● **GIVEN TASK**
Reproduce every line of the material below without changing anything, and leave the pictures out of your copy.

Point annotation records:
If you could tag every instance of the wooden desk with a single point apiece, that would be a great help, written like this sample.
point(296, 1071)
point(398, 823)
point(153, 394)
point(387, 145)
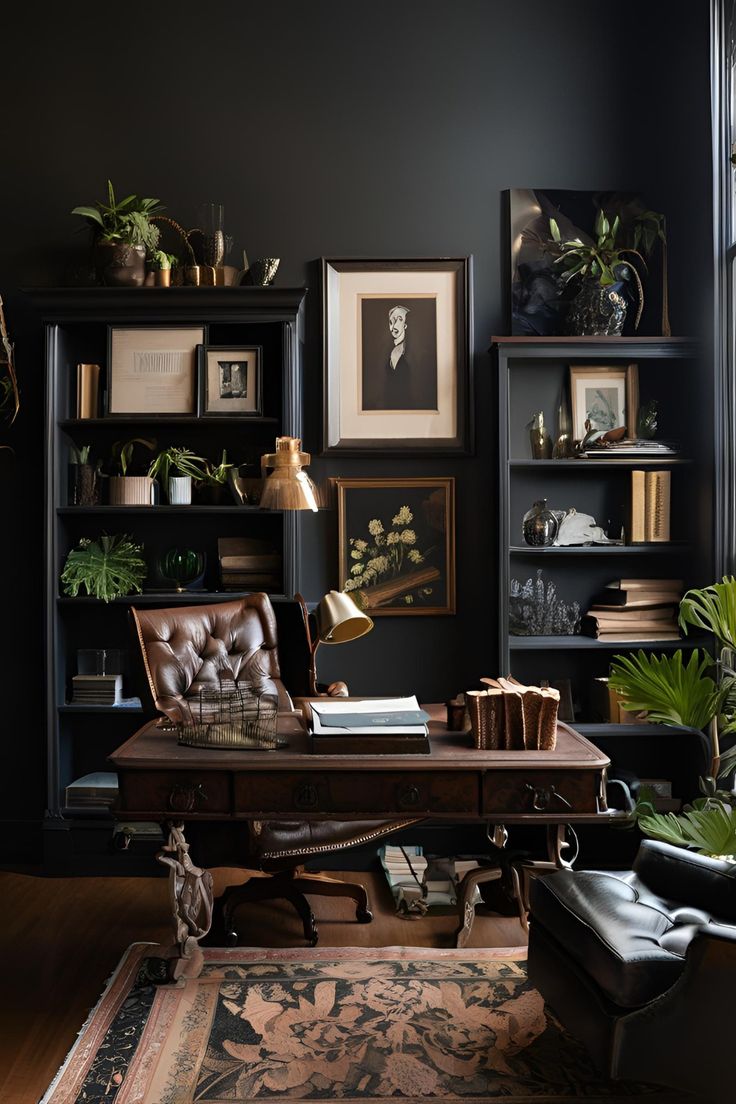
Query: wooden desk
point(159, 779)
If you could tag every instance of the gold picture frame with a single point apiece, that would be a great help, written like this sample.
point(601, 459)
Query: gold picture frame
point(396, 544)
point(605, 394)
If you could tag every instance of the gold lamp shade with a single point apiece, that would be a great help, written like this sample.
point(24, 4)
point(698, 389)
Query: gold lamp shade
point(339, 619)
point(288, 487)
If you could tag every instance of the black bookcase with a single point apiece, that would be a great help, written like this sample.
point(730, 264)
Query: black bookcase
point(533, 375)
point(76, 324)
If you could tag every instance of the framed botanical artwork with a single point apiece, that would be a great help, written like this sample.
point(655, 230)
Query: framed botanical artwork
point(605, 395)
point(396, 544)
point(152, 369)
point(397, 356)
point(230, 381)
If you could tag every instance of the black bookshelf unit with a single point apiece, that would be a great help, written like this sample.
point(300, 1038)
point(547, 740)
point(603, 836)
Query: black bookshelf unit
point(75, 322)
point(533, 375)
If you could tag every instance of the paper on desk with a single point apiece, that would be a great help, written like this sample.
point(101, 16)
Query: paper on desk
point(377, 711)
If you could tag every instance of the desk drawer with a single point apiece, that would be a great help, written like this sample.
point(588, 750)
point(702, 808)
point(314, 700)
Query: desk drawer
point(541, 792)
point(373, 793)
point(183, 792)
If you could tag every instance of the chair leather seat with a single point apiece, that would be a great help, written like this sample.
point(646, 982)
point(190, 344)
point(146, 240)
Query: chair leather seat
point(629, 940)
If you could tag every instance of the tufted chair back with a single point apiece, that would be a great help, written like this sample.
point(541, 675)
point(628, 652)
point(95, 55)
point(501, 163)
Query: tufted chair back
point(191, 648)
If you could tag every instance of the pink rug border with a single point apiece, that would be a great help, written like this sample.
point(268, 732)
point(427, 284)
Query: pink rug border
point(65, 1086)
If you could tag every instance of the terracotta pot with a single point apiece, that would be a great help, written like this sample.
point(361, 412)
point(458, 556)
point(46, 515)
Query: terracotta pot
point(120, 265)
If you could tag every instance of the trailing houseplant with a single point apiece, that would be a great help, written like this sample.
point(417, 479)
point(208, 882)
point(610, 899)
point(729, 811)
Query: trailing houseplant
point(124, 234)
point(107, 568)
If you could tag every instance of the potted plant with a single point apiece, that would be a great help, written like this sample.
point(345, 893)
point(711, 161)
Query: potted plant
point(83, 477)
point(212, 489)
point(603, 269)
point(107, 568)
point(128, 485)
point(174, 468)
point(124, 235)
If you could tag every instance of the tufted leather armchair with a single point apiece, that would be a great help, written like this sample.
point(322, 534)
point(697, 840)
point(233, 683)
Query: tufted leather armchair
point(641, 965)
point(190, 648)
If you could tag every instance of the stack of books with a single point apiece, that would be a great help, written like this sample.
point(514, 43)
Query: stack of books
point(635, 609)
point(650, 507)
point(96, 689)
point(631, 448)
point(248, 564)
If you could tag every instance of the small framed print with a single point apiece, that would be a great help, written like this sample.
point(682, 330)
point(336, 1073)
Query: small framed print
point(151, 370)
point(607, 396)
point(397, 356)
point(396, 545)
point(230, 381)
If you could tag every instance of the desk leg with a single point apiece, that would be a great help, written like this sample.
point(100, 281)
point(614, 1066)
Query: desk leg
point(191, 898)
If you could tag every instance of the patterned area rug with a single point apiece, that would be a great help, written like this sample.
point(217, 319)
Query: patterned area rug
point(370, 1026)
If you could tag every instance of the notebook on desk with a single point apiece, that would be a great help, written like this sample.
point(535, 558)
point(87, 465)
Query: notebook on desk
point(369, 726)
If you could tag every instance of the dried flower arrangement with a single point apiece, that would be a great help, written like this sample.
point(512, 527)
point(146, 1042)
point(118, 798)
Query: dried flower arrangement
point(535, 609)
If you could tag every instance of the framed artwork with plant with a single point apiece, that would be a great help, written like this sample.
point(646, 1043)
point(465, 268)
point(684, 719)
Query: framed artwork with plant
point(396, 544)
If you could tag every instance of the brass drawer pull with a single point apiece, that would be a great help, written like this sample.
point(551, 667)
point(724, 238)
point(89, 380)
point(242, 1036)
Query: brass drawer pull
point(306, 796)
point(184, 798)
point(543, 796)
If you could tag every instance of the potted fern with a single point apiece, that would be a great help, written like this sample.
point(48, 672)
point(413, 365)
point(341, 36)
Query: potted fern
point(124, 234)
point(106, 569)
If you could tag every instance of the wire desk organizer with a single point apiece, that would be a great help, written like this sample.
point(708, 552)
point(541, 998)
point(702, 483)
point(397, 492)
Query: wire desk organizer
point(234, 715)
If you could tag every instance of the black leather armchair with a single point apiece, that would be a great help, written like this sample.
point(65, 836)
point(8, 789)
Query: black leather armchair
point(641, 966)
point(190, 648)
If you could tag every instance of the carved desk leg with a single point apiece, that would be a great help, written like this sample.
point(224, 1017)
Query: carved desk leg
point(191, 898)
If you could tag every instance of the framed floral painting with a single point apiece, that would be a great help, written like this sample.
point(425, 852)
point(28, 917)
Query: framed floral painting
point(397, 544)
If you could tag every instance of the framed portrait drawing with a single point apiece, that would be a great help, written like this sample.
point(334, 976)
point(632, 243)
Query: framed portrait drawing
point(396, 544)
point(397, 356)
point(151, 370)
point(230, 381)
point(606, 395)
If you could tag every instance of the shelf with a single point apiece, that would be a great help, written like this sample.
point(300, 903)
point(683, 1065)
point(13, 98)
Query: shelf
point(189, 597)
point(81, 708)
point(589, 644)
point(583, 465)
point(176, 510)
point(671, 548)
point(118, 420)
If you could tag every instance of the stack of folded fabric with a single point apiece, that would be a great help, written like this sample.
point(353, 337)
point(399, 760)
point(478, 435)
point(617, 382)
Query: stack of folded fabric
point(512, 715)
point(635, 609)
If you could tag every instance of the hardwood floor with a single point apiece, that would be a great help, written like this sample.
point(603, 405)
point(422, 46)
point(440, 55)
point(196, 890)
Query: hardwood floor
point(61, 937)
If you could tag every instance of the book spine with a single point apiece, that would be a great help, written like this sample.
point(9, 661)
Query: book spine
point(638, 501)
point(657, 513)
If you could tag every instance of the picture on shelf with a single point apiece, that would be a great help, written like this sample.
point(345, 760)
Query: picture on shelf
point(397, 544)
point(151, 370)
point(230, 380)
point(607, 396)
point(397, 364)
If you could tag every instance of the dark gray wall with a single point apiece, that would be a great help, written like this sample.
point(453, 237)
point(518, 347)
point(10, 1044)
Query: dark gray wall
point(333, 128)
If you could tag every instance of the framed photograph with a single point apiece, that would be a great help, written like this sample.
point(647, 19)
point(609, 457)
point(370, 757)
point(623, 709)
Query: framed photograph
point(606, 395)
point(397, 544)
point(397, 356)
point(152, 369)
point(230, 381)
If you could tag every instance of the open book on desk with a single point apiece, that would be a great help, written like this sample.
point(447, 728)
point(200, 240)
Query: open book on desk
point(369, 726)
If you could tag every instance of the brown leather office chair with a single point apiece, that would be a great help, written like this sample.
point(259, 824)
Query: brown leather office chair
point(187, 649)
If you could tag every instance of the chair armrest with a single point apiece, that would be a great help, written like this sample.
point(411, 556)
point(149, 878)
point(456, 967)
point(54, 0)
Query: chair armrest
point(679, 874)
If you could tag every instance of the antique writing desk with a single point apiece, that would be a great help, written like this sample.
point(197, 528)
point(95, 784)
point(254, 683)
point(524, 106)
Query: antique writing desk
point(159, 779)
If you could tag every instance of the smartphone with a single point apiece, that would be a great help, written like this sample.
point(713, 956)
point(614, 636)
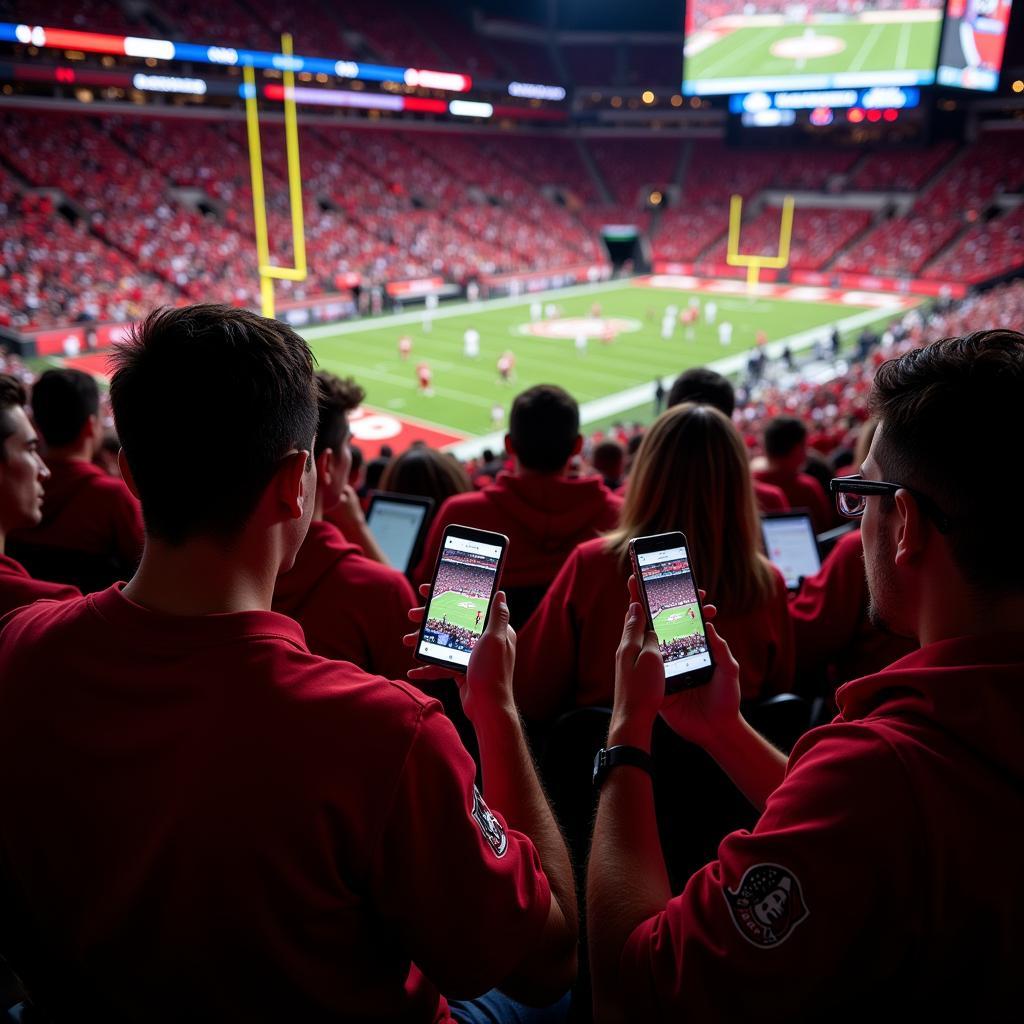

● **WRITTEN SOLUTION**
If you could tag every instance of the wooden desk with a single point apiece, that would be a great help, written like this sample.
point(296, 1071)
point(398, 823)
point(153, 394)
point(387, 145)
Query: wooden desk
point(159, 779)
If you could tag every instance of the gold picture frame with a single point apiece, that would be a great help, written like this sample.
point(601, 459)
Query: gold picture frame
point(396, 544)
point(605, 394)
If you could tag every instance of the gold lamp shade with a single point apiece, that would be a great help, written like this sample.
point(24, 4)
point(698, 389)
Query: gold lamp shade
point(339, 619)
point(288, 487)
If you could tag every instance of the black bookcase with a single point apiece, that would be a great help, written like this sample.
point(730, 264)
Query: black bookcase
point(533, 375)
point(76, 324)
If you could tag every instance of the framed botanical artwork with a single point apiece, that would be a great help, written like this sample.
point(655, 230)
Query: framed botanical artwork
point(605, 395)
point(396, 544)
point(152, 369)
point(397, 356)
point(230, 381)
If you could tag every instance of the black bookshelf unit with a single point apiece, that would be a great help, written like this sample.
point(300, 1038)
point(547, 740)
point(603, 836)
Query: black bookshelf unit
point(75, 322)
point(533, 375)
If you could tag every instance of the paper on desk with a single point apiece, that would be a great help, written like this sample.
point(101, 16)
Query: paper on desk
point(377, 711)
If you could tag every instance of the desk drawer with a single point apiece, that would be a great help, written like this sample.
point(588, 750)
point(702, 808)
point(314, 700)
Query: desk drawer
point(541, 792)
point(373, 793)
point(183, 792)
If you could tag every instance of the chair leather seat with a single point apiece, that would be a great help, written like this sample.
point(646, 982)
point(190, 344)
point(146, 240)
Query: chair leather seat
point(629, 940)
If you could tag every instance of the tufted chair back with a single point apiece, that would be a great help, written like this sample.
point(541, 675)
point(628, 652)
point(95, 55)
point(501, 163)
Query: tufted chair back
point(191, 648)
If you could tag every instance of the pink rug border with a single point apiece, that would be a great help, written like this sample.
point(268, 732)
point(427, 284)
Query: pink rug border
point(65, 1086)
If you could tag every instance of the terracotta pot with a single point apiece, that would be a great help, written like this sample.
point(361, 412)
point(458, 556)
point(46, 515)
Query: terracotta pot
point(120, 265)
If you could tag every instance of the trailing houseplant with a single point apiece, that would be a great help, written like this sample.
point(417, 479)
point(208, 882)
point(610, 899)
point(729, 811)
Query: trailing houseplant
point(124, 234)
point(107, 568)
If you could tag every instance of the potted plant with a single point apiece, that would be a great help, written like this sample.
point(345, 893)
point(711, 161)
Query: potted plant
point(83, 477)
point(212, 489)
point(603, 269)
point(107, 568)
point(128, 485)
point(174, 468)
point(124, 235)
If you could tag every instance of the tufted leather armchair with a single point apiece, that would be a great help, written like this sample.
point(322, 534)
point(697, 840)
point(233, 683)
Query: tufted leather armchair
point(641, 965)
point(190, 648)
If you could tag every instance of the stack of books with a single point apiece, that would be a great help, written like this sample.
point(514, 43)
Query: stack of books
point(635, 609)
point(650, 507)
point(96, 689)
point(631, 448)
point(248, 564)
If you could tag every instance of the small framed print with a single point apiece, that would be a great help, written like this sample.
point(682, 330)
point(336, 1073)
Query: small framed print
point(151, 370)
point(607, 396)
point(397, 356)
point(396, 545)
point(230, 381)
If you could tag every instance of the desk leg with a single point apiece, that would be a great help, written like this sample.
point(100, 281)
point(614, 1066)
Query: desk leg
point(191, 898)
If you could tag every instance of the patterned area rug with a single point apiece, that would be a great help, written like this sample.
point(217, 319)
Query: patterned area rug
point(370, 1026)
If you could tag every instance of the notebook on desk with a single point apiece, that would be a great help, written like this sample.
point(535, 558)
point(87, 465)
Query: notebook on desk
point(369, 726)
If you could tag every instance of the dried flower arrangement with a single point apiece, that would be a great help, written like this sample.
point(512, 527)
point(146, 1042)
point(118, 798)
Query: dried flower arrangement
point(535, 609)
If you could tag every instance of the framed artwork with plant with a single point apiece, that would be a great help, written like this sample.
point(646, 1043)
point(465, 268)
point(684, 719)
Query: framed artwork with plant
point(396, 544)
If you could tag every instance of the brass drawer pull with a single point apiece, that would be a great help, written like this sample.
point(551, 667)
point(724, 238)
point(89, 380)
point(242, 1036)
Query: brass drawer pull
point(306, 796)
point(184, 798)
point(543, 796)
If you could tag every instance of the potted fern with a single point apiece, that would be a great help, written like this sample.
point(48, 672)
point(413, 365)
point(341, 36)
Query: potted fern
point(124, 234)
point(106, 569)
If you could tag every instance of the wire desk organizer with a single point apiece, that would be a great help, written like this sample.
point(708, 552)
point(541, 998)
point(702, 483)
point(397, 492)
Query: wire desk organizer
point(234, 715)
If you could tag every instance of the black leather armchair with a single point apiece, that would be a great help, written like this sample.
point(65, 836)
point(8, 789)
Query: black leather armchair
point(641, 966)
point(190, 648)
If you could tag every instance of the carved desk leg with a single point apiece, that would be a great help, written like this sample.
point(224, 1017)
Query: carved desk leg
point(191, 898)
If you could tag every instance of the framed floral painting with a single point apiece, that would be a great help, written like this sample.
point(425, 852)
point(28, 917)
Query: framed floral painting
point(397, 544)
If you could tag every instance of the framed portrait drawing with a single point apiece, that would be a great help, written like this sample.
point(334, 976)
point(632, 243)
Query: framed portrait drawing
point(396, 544)
point(397, 356)
point(151, 370)
point(230, 381)
point(606, 395)
If you could tag every instance of the shelf with a single point apiece, that would be a great help, written like this sample.
point(300, 903)
point(683, 1065)
point(13, 98)
Query: shelf
point(189, 597)
point(81, 708)
point(589, 644)
point(583, 465)
point(176, 510)
point(671, 548)
point(118, 420)
If you could tag every instance of the stack of folded fabric with a single point apiece, that would be a great help, written like this sample.
point(353, 337)
point(399, 760)
point(478, 435)
point(617, 382)
Query: stack of folded fabric
point(512, 715)
point(635, 609)
If you could tag every instance of the hardwood floor with a single point apiece, that would be a great help, written like this sample.
point(603, 405)
point(422, 46)
point(440, 55)
point(196, 890)
Query: hardwood floor
point(61, 937)
If you could tag every instance of the book spine with a single point apiece, that would be a great help, written like this sample.
point(9, 661)
Query: book spine
point(638, 501)
point(657, 513)
If you could tag every instance of the picture on shelf with a single point apiece, that would be a great help, written like this sample.
point(345, 760)
Query: picture on shelf
point(397, 544)
point(151, 370)
point(230, 380)
point(607, 396)
point(397, 364)
If you could tag every instance of the dark gray wall with a single point apiece, that would be a great help, written like this sample.
point(453, 237)
point(518, 347)
point(10, 1044)
Query: dark gray wall
point(333, 128)
If you could tag every instance of the framed photograph with a single point apiece, that would be a great help, written like this sample.
point(647, 19)
point(609, 457)
point(370, 757)
point(623, 709)
Query: framed photograph
point(606, 395)
point(397, 544)
point(397, 356)
point(152, 369)
point(230, 381)
If you could tag every instance of the open book on desk with a single point apiece, that would be a great help, written like this sample.
point(447, 728)
point(200, 240)
Query: open book on desk
point(369, 726)
If you could tag every instance of the brown leather office chair with a single point apiece, that would be a great help, written like this sample.
point(259, 824)
Query: brown leather office chair
point(187, 649)
If you could tag every instance of the chair armrest with a single point apiece, that would be a great help, written like this sample.
point(411, 556)
point(149, 878)
point(456, 967)
point(54, 0)
Query: chair armrest
point(679, 874)
If you could tag every instance of the antique writing desk with a single point apiece, that would be a great help, written like this sample.
point(197, 528)
point(95, 784)
point(254, 683)
point(524, 106)
Query: antique writing desk
point(159, 779)
If you could tag every instance of the smartphone with a single point apiece, that would be a great help, written like this sample.
point(713, 956)
point(614, 636)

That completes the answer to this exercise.